◆ WORK ORDER
Lines from the listing below that contain the string "navy" are to be reported.

◆ AVAILABLE RECORDS
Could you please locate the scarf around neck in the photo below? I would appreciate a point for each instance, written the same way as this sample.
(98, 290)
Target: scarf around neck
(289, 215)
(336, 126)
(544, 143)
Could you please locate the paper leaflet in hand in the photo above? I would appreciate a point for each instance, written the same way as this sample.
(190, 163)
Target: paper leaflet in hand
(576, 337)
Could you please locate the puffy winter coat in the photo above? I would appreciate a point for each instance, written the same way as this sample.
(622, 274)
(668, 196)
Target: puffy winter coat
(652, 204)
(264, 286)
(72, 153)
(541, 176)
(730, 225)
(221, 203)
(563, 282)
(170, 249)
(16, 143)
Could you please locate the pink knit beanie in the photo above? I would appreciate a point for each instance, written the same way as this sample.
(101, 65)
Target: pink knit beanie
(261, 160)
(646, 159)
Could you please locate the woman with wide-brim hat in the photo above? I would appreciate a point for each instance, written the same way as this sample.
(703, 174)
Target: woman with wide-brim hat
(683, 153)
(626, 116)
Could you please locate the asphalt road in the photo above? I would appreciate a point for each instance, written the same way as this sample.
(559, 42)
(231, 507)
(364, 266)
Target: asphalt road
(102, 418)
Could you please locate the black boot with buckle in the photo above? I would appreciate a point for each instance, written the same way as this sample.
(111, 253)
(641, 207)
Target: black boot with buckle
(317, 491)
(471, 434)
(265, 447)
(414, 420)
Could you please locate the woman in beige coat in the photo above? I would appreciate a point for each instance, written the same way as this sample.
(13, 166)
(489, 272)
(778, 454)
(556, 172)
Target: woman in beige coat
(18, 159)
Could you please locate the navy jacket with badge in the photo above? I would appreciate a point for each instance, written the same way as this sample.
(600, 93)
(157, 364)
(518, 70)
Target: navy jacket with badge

◆ WRITTEN ANSWER
Could you please locate the navy jacket with badge in the photo above? I would appreciate a point for each instance, written the same way as this sample.
Target: navy jacket with badge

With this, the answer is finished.